Rewrite the passage about Trump's Washington tour from "Donald Trump toured" up to and including "in this election.", changing "bigwigs" to "leaders".

**Document passage:**
---

Donald Trump toured Washington yesterday for backroom meetings with Republican party bigwigs, for pandering to the Israel lobby and for an examination by the neoconned Washington Post editors.
The Republican party has given up its resistance to Trump. See for example the Republican functionary John Feehery who opined on February 29 that Trump is an authoritarian, and:
We beat the Nazis and the Japanese in the World War II and protected freedom and democracy by beating the Soviet Union in the Cold War. It would be a damn shame if we lost it all by giving in to the authoritarian impulse in this election.
The same guy only twenty-two days later:
Republican voters can support the nominee picked by a majority of the voters, they can sit this election out, or they can start a third party. The last two choices give the White House to the Clinton machine.
I am not happy that Donald Trump could be our nominee, but I am learning to live with that distinct possibility.
That, in short, is the revised position of the Republican party. It has given up on fighting Trump and will now propel him into the White House. What will happen thereafter? Who knows?
Trump is pure marketing. A salesperson throughout. This video explains how his linguistics works – words with only very few syllables, strong buzzword at the end of the sentences. It is fourth grade reading level language. Exactly the level needed to sell his product to the U.S. public and the Republican party. He is an expert in doing this.
But what product does Trump sell? Does he know it? Does he know how that product functions? Is he serious in what he claims that product to be. I have my doubts.
So has Par Lang. He remarks on yesterday's Trump appearance at the U.S. Zionists beauty contests:
Trump's pander was so extreme that one ponders the possibility that he was mocking the audience.
Trump probably does not even care what political product he sells. For now he is selling the salesman himself. Buy Trump and all problems will be solved. He does this convincingly. Most of what he said so far is just nonsense and solely for marketing purpose. There are only few consistent political lines that did not (yet) change over time. These are the lines that rile the Washington Post editors:
Donald Trump endorsed an unabashedly noninterventionist approach to world affairs Monday during a day-long tour of Washington, casting doubt on the need for the North Atlantic Treaty Organization and expressing skepticism about a muscular U.S. military presence in Asia.
…
“At what point do you say, ‘Hey, we have to take care of ourselves?’ ” Trump said in the editorial board meeting. “I know the outer world exists, and I’ll be very cognizant of that. But at the same time, our country is disintegrating, large sections of it, especially the inner cities.”Trump said U.S. involvement in NATO may need to be significantly diminished in the coming years, breaking with nearly seven decades of consensus in Washington. “We certainly can’t afford to do this anymore,” he said, adding later, “NATO is costing us a fortune, and yes, we’re protecting Europe with NATO, but we’re spending a lot of money.”

---

**The data:**
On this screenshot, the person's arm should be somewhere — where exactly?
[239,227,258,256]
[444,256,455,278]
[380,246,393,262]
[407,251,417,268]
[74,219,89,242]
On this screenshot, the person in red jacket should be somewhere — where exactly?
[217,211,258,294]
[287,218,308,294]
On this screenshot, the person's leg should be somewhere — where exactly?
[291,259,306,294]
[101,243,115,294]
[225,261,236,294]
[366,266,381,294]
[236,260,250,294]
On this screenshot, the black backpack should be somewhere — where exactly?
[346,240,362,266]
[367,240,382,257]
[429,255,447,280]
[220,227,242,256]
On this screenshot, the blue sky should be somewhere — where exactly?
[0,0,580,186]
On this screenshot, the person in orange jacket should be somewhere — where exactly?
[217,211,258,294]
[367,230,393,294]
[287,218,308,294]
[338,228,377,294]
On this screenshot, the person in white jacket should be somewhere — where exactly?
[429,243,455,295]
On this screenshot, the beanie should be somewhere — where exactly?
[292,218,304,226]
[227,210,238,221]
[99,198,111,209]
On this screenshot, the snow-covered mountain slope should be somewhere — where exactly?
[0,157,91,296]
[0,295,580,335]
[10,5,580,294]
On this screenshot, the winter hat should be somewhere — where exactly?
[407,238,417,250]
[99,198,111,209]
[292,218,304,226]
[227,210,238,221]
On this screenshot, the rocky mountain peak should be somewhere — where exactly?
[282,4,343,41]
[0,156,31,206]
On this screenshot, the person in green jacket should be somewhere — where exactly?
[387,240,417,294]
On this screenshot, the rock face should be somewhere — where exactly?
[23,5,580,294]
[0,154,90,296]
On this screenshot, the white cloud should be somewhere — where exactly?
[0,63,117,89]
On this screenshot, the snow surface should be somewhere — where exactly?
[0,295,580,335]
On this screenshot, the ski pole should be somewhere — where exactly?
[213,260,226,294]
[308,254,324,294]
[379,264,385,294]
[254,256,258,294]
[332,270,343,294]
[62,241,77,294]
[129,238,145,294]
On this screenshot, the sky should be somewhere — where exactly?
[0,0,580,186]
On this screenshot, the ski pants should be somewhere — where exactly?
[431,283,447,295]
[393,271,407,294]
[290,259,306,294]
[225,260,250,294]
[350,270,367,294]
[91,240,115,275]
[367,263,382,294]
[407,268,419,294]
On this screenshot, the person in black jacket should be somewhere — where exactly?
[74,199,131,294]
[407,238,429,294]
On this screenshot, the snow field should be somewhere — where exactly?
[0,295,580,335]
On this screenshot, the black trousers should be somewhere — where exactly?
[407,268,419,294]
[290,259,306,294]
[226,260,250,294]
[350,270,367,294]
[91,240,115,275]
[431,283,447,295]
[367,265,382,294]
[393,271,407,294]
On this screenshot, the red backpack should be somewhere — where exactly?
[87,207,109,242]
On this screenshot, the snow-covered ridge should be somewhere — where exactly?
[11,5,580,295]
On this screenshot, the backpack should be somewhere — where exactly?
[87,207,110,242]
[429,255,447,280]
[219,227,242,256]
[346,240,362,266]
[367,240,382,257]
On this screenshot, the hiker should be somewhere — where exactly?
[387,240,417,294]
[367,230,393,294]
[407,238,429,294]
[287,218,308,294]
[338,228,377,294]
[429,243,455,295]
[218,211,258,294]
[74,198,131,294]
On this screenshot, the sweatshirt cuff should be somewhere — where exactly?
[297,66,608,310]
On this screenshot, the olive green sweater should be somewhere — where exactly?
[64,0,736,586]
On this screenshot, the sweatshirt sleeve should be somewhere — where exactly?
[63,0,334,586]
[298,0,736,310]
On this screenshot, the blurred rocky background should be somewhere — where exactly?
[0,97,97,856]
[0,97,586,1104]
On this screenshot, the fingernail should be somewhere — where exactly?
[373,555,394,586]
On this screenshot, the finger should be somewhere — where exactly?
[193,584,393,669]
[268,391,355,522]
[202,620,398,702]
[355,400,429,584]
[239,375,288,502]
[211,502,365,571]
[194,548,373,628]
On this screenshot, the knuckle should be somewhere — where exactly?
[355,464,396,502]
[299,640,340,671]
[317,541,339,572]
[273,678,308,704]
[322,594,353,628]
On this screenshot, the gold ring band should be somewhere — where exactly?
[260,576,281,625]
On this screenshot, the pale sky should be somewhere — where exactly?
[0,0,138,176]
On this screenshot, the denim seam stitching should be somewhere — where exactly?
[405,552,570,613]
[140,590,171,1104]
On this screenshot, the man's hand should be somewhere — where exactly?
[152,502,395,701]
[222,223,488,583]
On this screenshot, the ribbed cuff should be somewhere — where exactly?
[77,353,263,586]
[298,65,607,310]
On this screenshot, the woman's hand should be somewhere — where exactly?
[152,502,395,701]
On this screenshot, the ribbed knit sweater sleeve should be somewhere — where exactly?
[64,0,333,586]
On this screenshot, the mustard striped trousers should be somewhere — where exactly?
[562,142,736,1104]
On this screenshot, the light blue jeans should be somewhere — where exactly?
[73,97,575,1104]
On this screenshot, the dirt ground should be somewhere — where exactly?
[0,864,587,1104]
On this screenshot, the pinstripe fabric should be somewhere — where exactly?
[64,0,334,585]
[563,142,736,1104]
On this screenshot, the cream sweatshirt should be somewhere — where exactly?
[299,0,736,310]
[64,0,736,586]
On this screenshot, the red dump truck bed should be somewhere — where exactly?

---

**Solution:**
Donald Trump toured Washington yesterday for backroom meetings with Republican party leaders, for pandering to the Israel lobby and for an examination by the neoconned Washington Post editors.
The Republican party has given up its resistance to Trump. See for example the Republican functionary John Feehery who opined on February 29 that Trump is an authoritarian, and:
We beat the Nazis and the Japanese in the World War II and protected freedom and democracy by beating the Soviet Union in the Cold War. It would be a damn shame if we lost it all by giving in to the authoritarian impulse in this election.